Dataset entries
++++

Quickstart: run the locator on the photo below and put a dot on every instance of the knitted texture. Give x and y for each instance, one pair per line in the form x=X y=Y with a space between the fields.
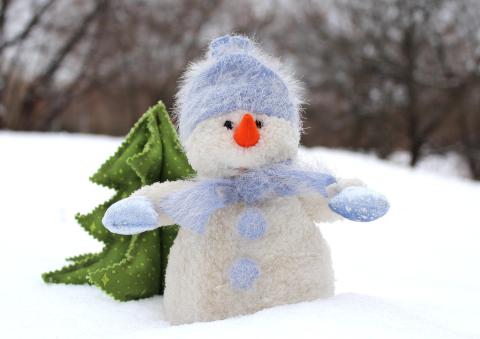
x=131 y=267
x=236 y=76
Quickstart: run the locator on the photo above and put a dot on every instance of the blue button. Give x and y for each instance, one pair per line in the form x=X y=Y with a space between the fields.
x=252 y=224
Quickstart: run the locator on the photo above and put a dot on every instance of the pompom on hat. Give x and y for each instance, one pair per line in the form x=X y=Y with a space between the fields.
x=235 y=75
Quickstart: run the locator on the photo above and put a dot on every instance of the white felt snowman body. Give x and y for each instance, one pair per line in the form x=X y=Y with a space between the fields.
x=248 y=238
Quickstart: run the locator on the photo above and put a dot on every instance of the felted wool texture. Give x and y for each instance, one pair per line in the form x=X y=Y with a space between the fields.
x=213 y=152
x=243 y=273
x=252 y=224
x=131 y=267
x=359 y=204
x=131 y=216
x=193 y=207
x=236 y=75
x=292 y=256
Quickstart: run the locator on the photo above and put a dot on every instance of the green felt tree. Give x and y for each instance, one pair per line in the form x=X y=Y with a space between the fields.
x=131 y=267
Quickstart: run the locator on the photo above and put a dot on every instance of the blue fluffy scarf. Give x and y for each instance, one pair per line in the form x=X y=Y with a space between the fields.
x=191 y=208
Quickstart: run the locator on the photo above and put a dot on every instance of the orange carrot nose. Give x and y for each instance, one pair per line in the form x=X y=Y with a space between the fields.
x=246 y=134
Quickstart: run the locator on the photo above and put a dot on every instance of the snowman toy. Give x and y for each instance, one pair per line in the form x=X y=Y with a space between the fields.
x=247 y=238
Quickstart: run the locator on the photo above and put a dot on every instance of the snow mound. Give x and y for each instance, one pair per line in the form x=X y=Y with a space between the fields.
x=412 y=274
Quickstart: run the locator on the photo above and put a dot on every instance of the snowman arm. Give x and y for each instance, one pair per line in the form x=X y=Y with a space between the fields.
x=141 y=212
x=317 y=206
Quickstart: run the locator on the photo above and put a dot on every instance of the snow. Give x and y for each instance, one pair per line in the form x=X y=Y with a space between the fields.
x=412 y=274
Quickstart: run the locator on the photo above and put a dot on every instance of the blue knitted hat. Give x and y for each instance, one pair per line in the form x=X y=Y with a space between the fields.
x=235 y=76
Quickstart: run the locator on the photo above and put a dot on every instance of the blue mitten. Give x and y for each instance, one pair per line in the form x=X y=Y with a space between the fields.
x=131 y=216
x=358 y=203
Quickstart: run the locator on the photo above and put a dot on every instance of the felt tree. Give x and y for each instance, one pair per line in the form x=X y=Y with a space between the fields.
x=131 y=267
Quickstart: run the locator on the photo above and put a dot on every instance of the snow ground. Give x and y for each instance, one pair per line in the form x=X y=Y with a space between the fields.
x=413 y=274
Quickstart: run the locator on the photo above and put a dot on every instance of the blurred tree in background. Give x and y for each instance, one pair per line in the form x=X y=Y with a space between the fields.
x=380 y=75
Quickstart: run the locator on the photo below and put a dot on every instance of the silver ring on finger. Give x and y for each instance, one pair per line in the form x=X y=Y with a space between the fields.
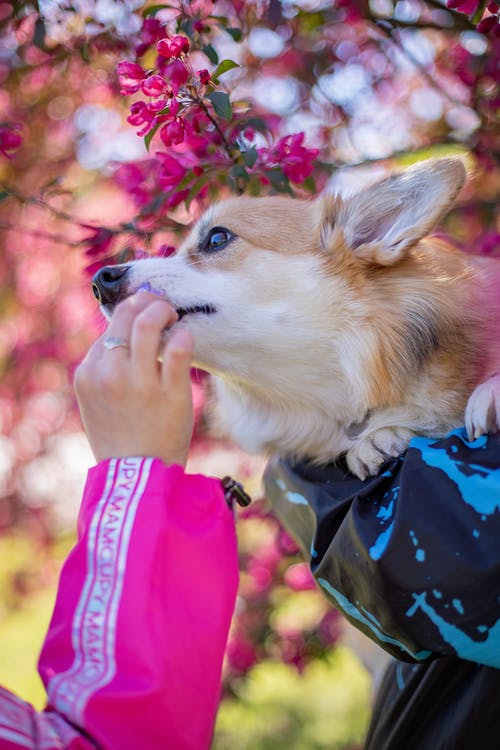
x=114 y=342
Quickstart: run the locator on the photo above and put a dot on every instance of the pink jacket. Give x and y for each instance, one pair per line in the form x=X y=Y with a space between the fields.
x=133 y=656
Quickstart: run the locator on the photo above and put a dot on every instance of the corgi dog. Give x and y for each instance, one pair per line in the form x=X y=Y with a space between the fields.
x=335 y=325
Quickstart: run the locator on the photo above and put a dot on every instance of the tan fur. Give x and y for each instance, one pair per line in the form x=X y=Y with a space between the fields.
x=339 y=327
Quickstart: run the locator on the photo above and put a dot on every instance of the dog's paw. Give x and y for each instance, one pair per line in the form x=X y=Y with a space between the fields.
x=367 y=455
x=482 y=413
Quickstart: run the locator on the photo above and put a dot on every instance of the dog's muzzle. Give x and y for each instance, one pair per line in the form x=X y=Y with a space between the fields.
x=109 y=284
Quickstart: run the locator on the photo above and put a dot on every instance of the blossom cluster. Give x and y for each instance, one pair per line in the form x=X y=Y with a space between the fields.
x=489 y=23
x=201 y=141
x=10 y=138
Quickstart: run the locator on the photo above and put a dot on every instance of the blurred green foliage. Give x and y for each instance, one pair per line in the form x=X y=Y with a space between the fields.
x=276 y=708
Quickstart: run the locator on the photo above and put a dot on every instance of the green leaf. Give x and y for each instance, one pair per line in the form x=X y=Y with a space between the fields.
x=187 y=27
x=222 y=68
x=279 y=180
x=153 y=9
x=222 y=104
x=256 y=123
x=196 y=187
x=211 y=53
x=235 y=33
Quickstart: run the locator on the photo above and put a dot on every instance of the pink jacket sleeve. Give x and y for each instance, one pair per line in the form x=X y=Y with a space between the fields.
x=134 y=651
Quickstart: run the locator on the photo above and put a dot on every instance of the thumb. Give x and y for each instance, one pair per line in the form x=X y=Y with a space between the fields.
x=176 y=364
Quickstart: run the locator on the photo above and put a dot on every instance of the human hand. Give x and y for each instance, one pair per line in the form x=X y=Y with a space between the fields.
x=130 y=404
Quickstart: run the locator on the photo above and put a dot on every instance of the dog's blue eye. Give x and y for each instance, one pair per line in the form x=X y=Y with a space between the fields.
x=218 y=238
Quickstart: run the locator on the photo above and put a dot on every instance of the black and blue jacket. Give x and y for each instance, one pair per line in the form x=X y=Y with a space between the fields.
x=412 y=558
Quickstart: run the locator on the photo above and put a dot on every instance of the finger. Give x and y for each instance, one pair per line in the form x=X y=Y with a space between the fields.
x=176 y=364
x=120 y=326
x=176 y=370
x=145 y=338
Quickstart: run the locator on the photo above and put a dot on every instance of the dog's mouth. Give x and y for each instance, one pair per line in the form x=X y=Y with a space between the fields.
x=194 y=310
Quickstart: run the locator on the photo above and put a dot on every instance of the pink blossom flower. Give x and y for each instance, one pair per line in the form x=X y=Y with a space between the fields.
x=165 y=251
x=176 y=74
x=99 y=241
x=171 y=171
x=145 y=115
x=173 y=132
x=176 y=198
x=130 y=76
x=289 y=154
x=10 y=140
x=155 y=86
x=468 y=7
x=487 y=24
x=174 y=46
x=204 y=76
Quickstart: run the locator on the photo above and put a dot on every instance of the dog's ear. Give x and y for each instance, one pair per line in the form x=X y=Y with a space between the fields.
x=384 y=220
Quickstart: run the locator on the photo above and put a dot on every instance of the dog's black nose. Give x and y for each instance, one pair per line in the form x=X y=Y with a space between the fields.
x=109 y=284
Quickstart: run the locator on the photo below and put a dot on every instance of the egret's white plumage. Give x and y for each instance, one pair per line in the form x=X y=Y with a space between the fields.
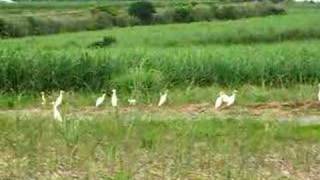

++++

** Work instructions **
Can you retype every line of the data above with no changes, leaving out the pictures?

** Complete output **
Quickstart: run the locator on the photo below and put a dot on every instance of the knitted texture. Give x and y for each instance, one pair per line in the form x=X y=Y with a space between the fields.
x=131 y=267
x=236 y=76
Quickstart: run the locator on the photo above and put a dot on every instance of the blue button. Give x and y for each instance, one pair per line in the form x=X y=Y with a space between the fields.
x=252 y=224
Quickstart: run the locator on the photo above and put a dot on every instance of the pompom on hat. Give x and y for each instance, one pair per line in the form x=X y=Y with a space between the fields.
x=235 y=75
Quickstart: run the locator on the photo above and put a dot on every instance of the white felt snowman body. Give x and y for each instance, one pair per line in the form x=X y=Y with a space between the fields.
x=248 y=238
Quickstart: run the locator on the photo above and put a dot on every instance of the felted wool texture. Give x and y for each instance, one pair per line in the form x=X y=Y with a space between the fields.
x=213 y=152
x=243 y=273
x=252 y=224
x=131 y=267
x=359 y=204
x=131 y=216
x=193 y=207
x=236 y=75
x=292 y=256
Quickstart: run the locator on the photo above and put a dot on every instance of the green felt tree. Give x and y for each instance, one pair per line in the form x=X y=Y with a space between the fields.
x=131 y=267
Quickstart: run the locator on the photo above and put a dot on every instance of the blue fluffy scarf. Give x and y for each instance, one pair per line in the form x=X y=Y with a space between the fields.
x=191 y=208
Quickstart: run the locator on the photo above and put a dot on every instance of the orange carrot nose. Give x and y for each instance, one pair per line in the form x=X y=Y with a space between the fields.
x=246 y=134
Quickstart: run the locator on the photo above and put a dot on every instance of the snowman toy. Give x and y for each instance, one pair per line in the form x=X y=Y with a space between the fields.
x=247 y=238
Quickstart: run the locator on the photo above and put a dot on every instance of the snow mound. Give x and y for each instance, one pair per line in the form x=X y=Y with a space between the fields.
x=412 y=274
Quickstart: run the locator on the photo above and put a dot on every instance of the snowman arm. Give x and y for each instance, one pair per line in the form x=X y=Y with a space between the fields.
x=141 y=212
x=317 y=206
Quickstart: run the locator on the photo above and put a dot on every instance of the snow. Give x and y for each instance, one pair per line in the form x=X y=Y with a space between the fields.
x=412 y=274
Quickstart: run the locator on the photo above and put a dot on every instance of the blue knitted hat. Give x and y for each instance, one pair per line in the form x=X y=Y with a space between the fields.
x=235 y=76
Quickstart: run the locator on the photo above and put a dot on every instance of the blue mitten. Give x and y for each instance, one pair per line in the form x=X y=Y with a space between the fields.
x=131 y=216
x=358 y=203
Quickstart: run the locator on the photo above and put a dot on every instance of the felt tree. Give x and y for each instance, one pair per line in the form x=X y=Y with a space between the fields.
x=131 y=267
Quickstart: run the locator on the photo above and put a dot on every instance of the snow ground. Give x and y for each instance, one pair per line in the form x=X y=Y with a space between the fields.
x=413 y=274
Quickstart: run the locator on the photo above and put a dot on every instance of the blurred tree in background. Give x and y for each instance, one pair per line in the form x=X y=Y with a space between the fields.
x=380 y=75
Quickstart: run the locator on the photo below and put a dot on every instance of the silver ring on finger. Give x and y for each instance, one pair per line in the form x=X y=Y with a space between the fields.
x=114 y=342
Quickstart: run the locator on the photo above and put a dot on every instance of the pink jacket. Give x and y for each instance, one pair per line in the form x=X y=Y with a space between the fields.
x=133 y=656
Quickstart: run the locator on the photo above and put a dot on every instance of the corgi dog. Give x and y for each instance, one pair per line in the form x=X y=Y with a space between the fields.
x=335 y=325
Quickstart: run the locator on the photo above and put a dot on every instance of the tan fur. Give x and y for each instance, one pair per line in the form x=X y=Y with a space between the fields.
x=339 y=327
Quickstart: run the locator on the photo above and put a dot on every instance of the dog's paw. Give x and y for each instance, one pair per line in the form x=X y=Y with a space between the fields.
x=367 y=455
x=482 y=413
Quickstart: run the locator on the photo above and put a dot on every instance of the dog's muzzle. Give x and y for each instance, one pair per line in the form x=X y=Y with a space between the fields.
x=109 y=284
Quickstart: run the locator on the photo above and put a dot on every instance of the blossom cluster. Give x and y for each instance, one pair per line in the form x=X y=Y with a space between the fields.
x=489 y=23
x=201 y=141
x=10 y=138
Quickstart: run the locator on the photo above and put a dot on every instance of the blurred green foliage. Give x and y for each instance, one pair per line in the form x=X y=Y with a space between the fields.
x=276 y=708
Quickstart: run the locator on the photo above and put a dot on every instance of the green leaf. Give x and y for each instance, one pair per line in the form x=X y=Y with a space between the fields.
x=187 y=27
x=222 y=68
x=279 y=180
x=153 y=9
x=222 y=104
x=256 y=123
x=196 y=187
x=211 y=53
x=235 y=33
Quickstart: run the locator on the photo above and put a dot on every instance of the pink jacket sleeve. Give x and y for each instance, one pair per line in the form x=X y=Y with a space between the fields.
x=134 y=651
Quickstart: run the locator on the photo above and put a dot on every instance of the thumb. Give x and y for each instance, one pair per line in the form x=X y=Y with a space between the fields.
x=176 y=364
Quickstart: run the locator on the photo above and put a dot on every instance of the human hand. Give x and y for each instance, one pair per line in the form x=X y=Y with a space between the fields.
x=130 y=404
Quickstart: run the locator on the photo above and put a dot on every instance of the dog's blue eye. Give x and y for each instance, one pair per line in the form x=X y=Y with a space between the fields.
x=218 y=238
Quickstart: run the locator on the photo above and put a dot on every instance of the black and blue jacket. Give x and y for each instance, one pair per line in the form x=X y=Y with a space between the fields.
x=412 y=558
Quickstart: run the locator on the photo above and put a dot on every instance of the finger. Give x and y for each instance, one pair per line in the form x=X y=Y with a space between the fields.
x=176 y=364
x=120 y=326
x=176 y=370
x=145 y=338
Quickstart: run the locator on the photo above and put a dot on every instance of the dog's mouth. Give x and y for each instance, one pair per line in the form x=X y=Y with a space between the fields.
x=194 y=310
Quickstart: run the locator on the photo above and put a dot on every instance of the pink blossom flower. Give x and y for each instance, one pair per line in the form x=X y=Y with a space between the fields.
x=165 y=251
x=176 y=74
x=99 y=241
x=171 y=171
x=145 y=115
x=173 y=132
x=176 y=198
x=130 y=76
x=289 y=154
x=10 y=140
x=155 y=86
x=468 y=7
x=487 y=24
x=174 y=46
x=204 y=76
Quickstart: run the locator on the photo above and put a dot on every instance of the dog's ear. Give x and y for each instance, one pair per line in the form x=X y=Y with a space between the fields.
x=384 y=220
Quickstart: run the locator on the photo above and put a dot on every instance of the dog's black nose. Give x and y for each instance, one pair per line in the form x=X y=Y with a space between the fields.
x=109 y=284
Quickstart: run the locator on the photo below and put a dot on every instance of the egret's white plumage. Give x and y for each instance, one pair per line in the form x=X y=Y with a space between the fields.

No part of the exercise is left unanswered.